### [Work to complete]
Without including any pictures, write out all the entries exactly.

(Position annotation records)
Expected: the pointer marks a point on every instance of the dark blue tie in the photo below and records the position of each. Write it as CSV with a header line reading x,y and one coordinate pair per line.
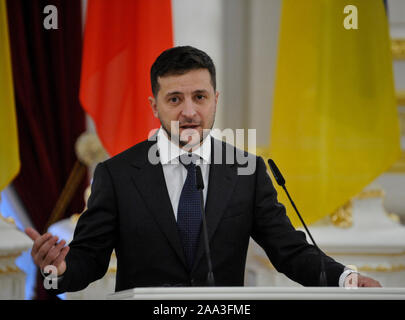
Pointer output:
x,y
188,213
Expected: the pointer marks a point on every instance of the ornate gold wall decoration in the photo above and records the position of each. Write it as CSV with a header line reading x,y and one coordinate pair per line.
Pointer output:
x,y
398,49
343,217
401,98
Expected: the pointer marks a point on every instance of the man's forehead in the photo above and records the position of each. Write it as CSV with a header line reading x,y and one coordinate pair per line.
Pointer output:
x,y
199,79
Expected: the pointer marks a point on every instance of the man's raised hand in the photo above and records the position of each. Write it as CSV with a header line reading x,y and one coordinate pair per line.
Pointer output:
x,y
47,251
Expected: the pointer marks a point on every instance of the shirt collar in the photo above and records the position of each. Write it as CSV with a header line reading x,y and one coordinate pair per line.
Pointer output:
x,y
168,151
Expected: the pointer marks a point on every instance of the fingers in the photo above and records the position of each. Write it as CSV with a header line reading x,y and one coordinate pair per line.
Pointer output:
x,y
32,233
45,247
39,242
53,253
368,282
61,257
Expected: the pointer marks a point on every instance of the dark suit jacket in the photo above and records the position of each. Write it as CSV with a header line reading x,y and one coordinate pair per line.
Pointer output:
x,y
130,210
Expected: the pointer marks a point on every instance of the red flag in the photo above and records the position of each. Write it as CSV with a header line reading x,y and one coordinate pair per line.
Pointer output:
x,y
121,41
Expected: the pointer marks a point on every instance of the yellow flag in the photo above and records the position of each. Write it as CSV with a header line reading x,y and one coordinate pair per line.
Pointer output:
x,y
334,125
9,155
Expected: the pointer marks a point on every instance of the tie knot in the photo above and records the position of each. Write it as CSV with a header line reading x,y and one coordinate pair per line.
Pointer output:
x,y
188,160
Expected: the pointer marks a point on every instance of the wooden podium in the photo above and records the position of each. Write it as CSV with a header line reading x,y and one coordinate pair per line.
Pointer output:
x,y
259,293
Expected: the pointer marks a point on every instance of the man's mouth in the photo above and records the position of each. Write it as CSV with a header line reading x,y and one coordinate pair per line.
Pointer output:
x,y
189,126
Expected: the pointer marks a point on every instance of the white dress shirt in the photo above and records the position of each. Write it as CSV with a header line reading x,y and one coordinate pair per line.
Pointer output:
x,y
175,173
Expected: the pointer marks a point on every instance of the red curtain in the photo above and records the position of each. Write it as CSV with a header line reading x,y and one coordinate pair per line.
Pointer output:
x,y
122,39
46,71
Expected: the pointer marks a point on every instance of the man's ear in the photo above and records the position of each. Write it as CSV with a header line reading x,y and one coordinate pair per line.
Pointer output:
x,y
152,102
216,96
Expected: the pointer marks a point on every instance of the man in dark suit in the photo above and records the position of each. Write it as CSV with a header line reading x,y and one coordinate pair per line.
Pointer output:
x,y
144,203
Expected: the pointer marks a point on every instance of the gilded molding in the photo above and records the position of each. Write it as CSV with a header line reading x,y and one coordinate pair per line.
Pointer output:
x,y
399,166
8,220
382,268
370,194
365,268
398,49
400,97
342,217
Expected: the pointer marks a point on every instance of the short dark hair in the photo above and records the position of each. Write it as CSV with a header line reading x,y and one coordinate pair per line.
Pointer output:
x,y
179,60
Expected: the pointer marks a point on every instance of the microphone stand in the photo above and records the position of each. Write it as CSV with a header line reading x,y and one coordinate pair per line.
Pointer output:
x,y
281,182
200,188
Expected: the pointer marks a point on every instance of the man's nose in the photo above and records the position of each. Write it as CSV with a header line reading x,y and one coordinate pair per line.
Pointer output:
x,y
189,109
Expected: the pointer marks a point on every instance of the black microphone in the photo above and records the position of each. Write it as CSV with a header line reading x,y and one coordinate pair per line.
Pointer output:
x,y
200,187
281,182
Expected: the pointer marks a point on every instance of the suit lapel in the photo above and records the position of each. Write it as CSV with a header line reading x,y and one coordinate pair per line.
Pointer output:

### [Complete response]
Expected: the pointer marks a point on every instance of the dark blue tie in the photo below and records the position of each. Write it as CSV with a header line reading x,y and one coordinate pair per line.
Pointer output:
x,y
188,213
Expected: the pointer marks a point on every instance of the ornate gold wall decoration in the photo above and records the position of each. Write it as CSV with a header line reading x,y and one coordinate pair per line.
Pointer output:
x,y
398,49
343,217
401,98
Expected: the pointer marks a point on every instance of the man's forehead in the photo above and records the position of each. Write it as CSV with a header line reading x,y and one coordinate pair per line.
Pointer output:
x,y
199,79
Expected: the pointer marks a point on every instance of the man's raised hand in the photo above and records the position of each. Write it as CSV with a header line reading x,y and one coordinate pair per line.
Pointer output:
x,y
47,251
Expected: the pointer marks a point on every instance of the shirt collar in the photo above and records the position of each. Write it as CSV with a header line reading x,y and one coordinate pair per line.
Pointer output:
x,y
168,151
Expected: the pointer marks a point on every instance of the fingers in the photo above and records the position of each. Write it as CSV with a header line reading x,y and one coordinate pair per line.
Pointer output:
x,y
32,233
45,247
39,242
53,253
368,282
61,257
Expected: the pointer marks a point on every instance of the dark suit jacket in the photo above and records the position of each. Write it as CSV with a header line reading x,y and one coordinate pair per line.
Pointer output:
x,y
130,210
Expected: the pointer marks a point on every instance of the red flag in the photo above and records the position of each. Write it as CSV with a header line reading x,y and one coordinate pair per line.
Pointer output:
x,y
121,41
Expected: the pointer marks a point on every instance of the yellow flag in the photo above and records the position of each. Write it as CSV with a header line reading x,y and one coordinate pair per line.
Pointer output:
x,y
334,125
9,155
Expected: the pointer marks a point on every instance of the tie knot in the photo above and records the position of each. Write it as CSV with a header line reading x,y and one coordinate pair per line.
Pointer output:
x,y
188,160
Expected: the pointer marks a point on every instance of the wooden podium in the photo above and records the position of each. Write it as CSV with a header line reading x,y and one coordinate pair per line.
Pointer output:
x,y
259,293
Expected: the pointer marks a point on every instance of the man's mouth in the photo above and records the position of each. Write it as CSV with a header line reading x,y and one coordinate pair per line.
Pointer output:
x,y
189,126
Expected: the pointer marks a point on every instance of the white dress shirt in the photo above and records the position of each. Write it as CSV with a header line reading x,y and one coordinate pair per line.
Pointer output:
x,y
175,173
Expected: the pointer marks a point on every instance of the red curtain in the photo above and records the position of each. Write it as CSV with a header line reading x,y and one coordinate pair per line.
Pointer output:
x,y
122,39
46,71
Expected: the pointer marks a point on every instance of the man's ear in the photo above and records the position of each. Write it as CSV with a header line reading x,y and one coordinate pair per line.
Pointer output:
x,y
152,102
216,96
Expected: the pointer marks a point on every instance of the man in dark suit in the photo above and records the position of each. Write it as CSV with a header line reading x,y and one coordinate pair per line.
Pointer output:
x,y
144,203
Expected: the pointer marks a point on every instance of the gilded molding in the photo above and records the position of each. Write it as CSV with a header line reading x,y and one coordinate pair per line.
Pointer output:
x,y
399,166
8,220
382,268
370,194
365,268
398,49
400,97
342,217
Expected: the pointer marks a point on every instance of the short dark hair in the photo above and records the position of each. Write it as CSV with a header line reading x,y and one coordinate pair per line.
Pointer output:
x,y
179,60
Expected: the pointer marks a point on every instance of the microphone stand in the photo above and records the position of each. Write it as CSV with a header line reading x,y and one coordinate pair per line.
Pointer output:
x,y
281,182
200,188
Expected: the pointer marks a point on every instance of the man's nose in the photo above and records the position of each. Write it as CSV with a header line reading x,y and one coordinate pair per line.
Pointer output:
x,y
189,109
Expected: the pointer marks a point on every instance of the black microphone in the photo above and records the position of each. Write it as CSV with a header line reading x,y and one coordinate pair per line.
Pointer output:
x,y
200,187
281,182
Expected: the pointer marks a point on every instance of the suit lapel in the photo above and records the position of each. Write it as CSV with a header line reading x,y and one coordinate pair per line.
Pointer output:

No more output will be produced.